| GIVEN TASK |
Skip the images and return the records below exactly.

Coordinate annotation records
· · · · · · ·

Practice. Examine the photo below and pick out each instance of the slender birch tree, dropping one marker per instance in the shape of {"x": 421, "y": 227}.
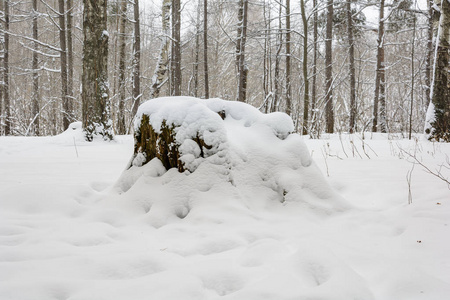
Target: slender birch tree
{"x": 380, "y": 81}
{"x": 437, "y": 125}
{"x": 136, "y": 59}
{"x": 121, "y": 128}
{"x": 240, "y": 50}
{"x": 205, "y": 47}
{"x": 329, "y": 106}
{"x": 34, "y": 128}
{"x": 95, "y": 88}
{"x": 63, "y": 61}
{"x": 161, "y": 71}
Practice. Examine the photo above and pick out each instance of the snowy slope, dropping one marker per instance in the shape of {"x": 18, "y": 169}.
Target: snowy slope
{"x": 69, "y": 231}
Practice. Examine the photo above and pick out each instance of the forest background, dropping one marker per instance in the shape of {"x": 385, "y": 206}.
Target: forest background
{"x": 318, "y": 61}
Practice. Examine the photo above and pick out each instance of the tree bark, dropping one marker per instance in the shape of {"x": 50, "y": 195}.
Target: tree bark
{"x": 240, "y": 50}
{"x": 63, "y": 54}
{"x": 197, "y": 50}
{"x": 163, "y": 61}
{"x": 121, "y": 128}
{"x": 136, "y": 59}
{"x": 288, "y": 59}
{"x": 351, "y": 59}
{"x": 305, "y": 70}
{"x": 34, "y": 128}
{"x": 438, "y": 117}
{"x": 277, "y": 83}
{"x": 329, "y": 109}
{"x": 205, "y": 47}
{"x": 429, "y": 57}
{"x": 2, "y": 73}
{"x": 380, "y": 83}
{"x": 176, "y": 48}
{"x": 70, "y": 59}
{"x": 95, "y": 92}
{"x": 6, "y": 99}
{"x": 412, "y": 77}
{"x": 314, "y": 70}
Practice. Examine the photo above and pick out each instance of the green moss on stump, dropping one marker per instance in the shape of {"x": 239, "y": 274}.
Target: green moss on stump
{"x": 162, "y": 145}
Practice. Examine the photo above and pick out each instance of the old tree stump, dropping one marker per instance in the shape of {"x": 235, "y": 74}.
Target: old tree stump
{"x": 160, "y": 133}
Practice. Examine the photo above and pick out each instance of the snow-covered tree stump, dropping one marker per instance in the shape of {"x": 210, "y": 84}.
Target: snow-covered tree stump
{"x": 177, "y": 140}
{"x": 190, "y": 152}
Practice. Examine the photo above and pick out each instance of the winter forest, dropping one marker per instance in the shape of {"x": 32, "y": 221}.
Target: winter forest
{"x": 332, "y": 66}
{"x": 224, "y": 149}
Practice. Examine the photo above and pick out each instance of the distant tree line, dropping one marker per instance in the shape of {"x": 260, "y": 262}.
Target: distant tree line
{"x": 321, "y": 62}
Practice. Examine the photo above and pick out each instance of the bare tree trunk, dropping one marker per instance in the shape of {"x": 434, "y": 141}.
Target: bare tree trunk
{"x": 70, "y": 59}
{"x": 163, "y": 61}
{"x": 95, "y": 93}
{"x": 351, "y": 59}
{"x": 288, "y": 58}
{"x": 121, "y": 128}
{"x": 412, "y": 76}
{"x": 205, "y": 46}
{"x": 314, "y": 70}
{"x": 7, "y": 103}
{"x": 2, "y": 55}
{"x": 176, "y": 48}
{"x": 429, "y": 57}
{"x": 279, "y": 45}
{"x": 136, "y": 59}
{"x": 380, "y": 84}
{"x": 437, "y": 125}
{"x": 267, "y": 83}
{"x": 240, "y": 50}
{"x": 329, "y": 109}
{"x": 197, "y": 50}
{"x": 34, "y": 128}
{"x": 63, "y": 54}
{"x": 305, "y": 70}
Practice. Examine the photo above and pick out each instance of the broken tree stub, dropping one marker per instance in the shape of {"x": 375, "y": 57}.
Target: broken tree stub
{"x": 183, "y": 131}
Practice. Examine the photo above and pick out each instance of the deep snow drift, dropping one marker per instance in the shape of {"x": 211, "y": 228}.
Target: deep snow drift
{"x": 266, "y": 226}
{"x": 253, "y": 163}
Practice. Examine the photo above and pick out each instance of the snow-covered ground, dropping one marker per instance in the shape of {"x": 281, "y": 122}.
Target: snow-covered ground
{"x": 69, "y": 230}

· · · · · · ·

| OUTPUT OF THE TASK |
Practice. Examine the photo below and pick out each instance of the slender birch tree, dropping one marker per instance in the shape of {"x": 421, "y": 227}.
Target: slender birch tree
{"x": 380, "y": 81}
{"x": 437, "y": 125}
{"x": 136, "y": 59}
{"x": 121, "y": 128}
{"x": 240, "y": 50}
{"x": 205, "y": 47}
{"x": 329, "y": 106}
{"x": 34, "y": 128}
{"x": 95, "y": 88}
{"x": 63, "y": 61}
{"x": 161, "y": 71}
Practice. Examine the photo above and pick out each instance of the snowy slope, dropping one marker per instance in the shape of {"x": 18, "y": 169}.
Target: snowy slope
{"x": 69, "y": 231}
Practice. Examine the photo above and pick out each instance of the forest background, dropping one marker per instance in the shape of {"x": 385, "y": 206}.
Target: forest background
{"x": 318, "y": 61}
Practice. Examine the photo above and pick out each instance of the tree bark, dropping one marker per instance in the shape of {"x": 50, "y": 195}.
Target: tree bark
{"x": 240, "y": 50}
{"x": 63, "y": 54}
{"x": 197, "y": 50}
{"x": 163, "y": 61}
{"x": 121, "y": 128}
{"x": 136, "y": 59}
{"x": 288, "y": 59}
{"x": 351, "y": 59}
{"x": 305, "y": 70}
{"x": 34, "y": 128}
{"x": 438, "y": 117}
{"x": 277, "y": 83}
{"x": 329, "y": 109}
{"x": 205, "y": 47}
{"x": 429, "y": 57}
{"x": 2, "y": 73}
{"x": 380, "y": 83}
{"x": 176, "y": 48}
{"x": 70, "y": 59}
{"x": 95, "y": 92}
{"x": 6, "y": 99}
{"x": 412, "y": 77}
{"x": 314, "y": 70}
Practice. Examine the photo above and pick out each instance of the green moss on stump, dropping one marker per instance in the shape of {"x": 239, "y": 274}.
Target: green moss on stump
{"x": 162, "y": 145}
Practice. Examine the photo above and pick out each instance of the old tree stump, dropping one marker per instance in the shape of {"x": 235, "y": 74}.
Target: old tree stump
{"x": 160, "y": 133}
Practice. Examine the photo above and pick out each instance of the snow-covered tree stump, dropping one marker per instance in the shape of {"x": 210, "y": 84}.
Target: snow-covered tree stump
{"x": 177, "y": 140}
{"x": 190, "y": 152}
Practice. Examine the photo above and pick out each instance of the winter forest, dropping one marker per instance in the shape of {"x": 32, "y": 221}.
Target: winter forest
{"x": 332, "y": 66}
{"x": 224, "y": 149}
Practice. Examine the photo above and pick out each instance of the distant tree line, dropping one marker per instance in the shape of {"x": 260, "y": 262}.
Target: distant tree line
{"x": 321, "y": 62}
Practice. Examine the photo above and pick out each instance of the bare tree trunk, dropping one marker per instance in the shape of {"x": 434, "y": 141}.
Target: bare tree trunk
{"x": 70, "y": 59}
{"x": 163, "y": 61}
{"x": 95, "y": 93}
{"x": 351, "y": 59}
{"x": 288, "y": 58}
{"x": 121, "y": 128}
{"x": 412, "y": 76}
{"x": 205, "y": 46}
{"x": 314, "y": 70}
{"x": 7, "y": 103}
{"x": 2, "y": 55}
{"x": 176, "y": 48}
{"x": 429, "y": 57}
{"x": 279, "y": 45}
{"x": 136, "y": 59}
{"x": 380, "y": 84}
{"x": 437, "y": 125}
{"x": 267, "y": 83}
{"x": 240, "y": 50}
{"x": 329, "y": 109}
{"x": 197, "y": 50}
{"x": 34, "y": 128}
{"x": 63, "y": 54}
{"x": 305, "y": 70}
Practice. Examine the photo above and pick out each instance of the broken tree stub, dropping one marker per instance in the shape of {"x": 375, "y": 57}.
Target: broken tree stub
{"x": 183, "y": 131}
Practice. Examine the photo above and pick out each instance of the deep snow drift, dropping one marker per instance in the shape of {"x": 211, "y": 228}.
Target: deep snow drift
{"x": 266, "y": 226}
{"x": 253, "y": 163}
Practice. Examine the photo above and pick out each instance of the snow-covered ground, dropping one marker per instance in the shape of {"x": 281, "y": 122}.
Target: snow-covered ground
{"x": 69, "y": 230}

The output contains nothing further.